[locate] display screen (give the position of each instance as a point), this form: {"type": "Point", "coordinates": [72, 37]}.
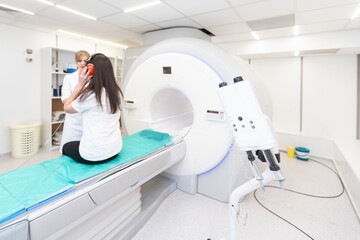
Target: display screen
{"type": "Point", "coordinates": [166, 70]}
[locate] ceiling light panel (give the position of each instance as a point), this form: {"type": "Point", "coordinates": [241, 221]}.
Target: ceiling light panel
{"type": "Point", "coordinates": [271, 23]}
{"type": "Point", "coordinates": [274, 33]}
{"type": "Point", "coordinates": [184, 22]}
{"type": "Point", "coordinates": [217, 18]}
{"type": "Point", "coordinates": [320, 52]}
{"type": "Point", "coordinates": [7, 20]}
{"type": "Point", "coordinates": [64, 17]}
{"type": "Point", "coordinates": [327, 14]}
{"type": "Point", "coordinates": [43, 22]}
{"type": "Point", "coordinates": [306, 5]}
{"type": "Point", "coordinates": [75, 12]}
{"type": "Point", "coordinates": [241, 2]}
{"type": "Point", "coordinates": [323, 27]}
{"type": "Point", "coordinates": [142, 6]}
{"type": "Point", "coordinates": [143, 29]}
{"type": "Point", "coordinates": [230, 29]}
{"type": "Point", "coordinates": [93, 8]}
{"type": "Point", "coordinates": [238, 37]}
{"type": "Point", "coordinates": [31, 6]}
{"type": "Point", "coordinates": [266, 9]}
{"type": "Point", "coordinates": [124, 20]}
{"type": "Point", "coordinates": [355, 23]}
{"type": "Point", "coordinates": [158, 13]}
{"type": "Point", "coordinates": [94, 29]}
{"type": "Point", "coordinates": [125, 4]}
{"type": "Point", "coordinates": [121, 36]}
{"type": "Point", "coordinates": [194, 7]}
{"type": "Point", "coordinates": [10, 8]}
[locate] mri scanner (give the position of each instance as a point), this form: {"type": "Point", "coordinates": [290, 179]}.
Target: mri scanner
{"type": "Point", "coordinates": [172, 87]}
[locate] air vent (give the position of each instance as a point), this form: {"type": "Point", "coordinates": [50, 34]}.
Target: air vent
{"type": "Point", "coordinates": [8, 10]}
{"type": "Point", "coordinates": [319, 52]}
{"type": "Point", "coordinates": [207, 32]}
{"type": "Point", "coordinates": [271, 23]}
---
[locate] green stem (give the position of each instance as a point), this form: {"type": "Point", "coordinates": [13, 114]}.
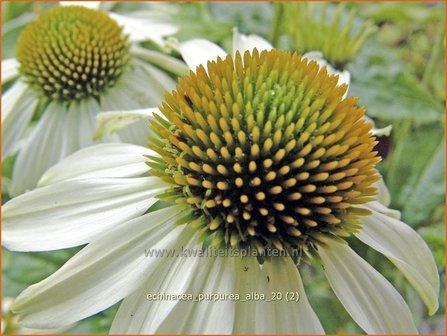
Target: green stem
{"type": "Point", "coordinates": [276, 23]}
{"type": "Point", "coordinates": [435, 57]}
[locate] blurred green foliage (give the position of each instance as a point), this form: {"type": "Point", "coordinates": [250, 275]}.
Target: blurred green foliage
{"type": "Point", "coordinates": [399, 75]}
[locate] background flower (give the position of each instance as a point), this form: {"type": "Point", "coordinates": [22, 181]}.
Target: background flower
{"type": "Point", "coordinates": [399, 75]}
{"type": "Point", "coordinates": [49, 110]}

What the task asks :: Count the lines in the rows above that contain the string "Target". Reply with the number only.

Full answer :: 7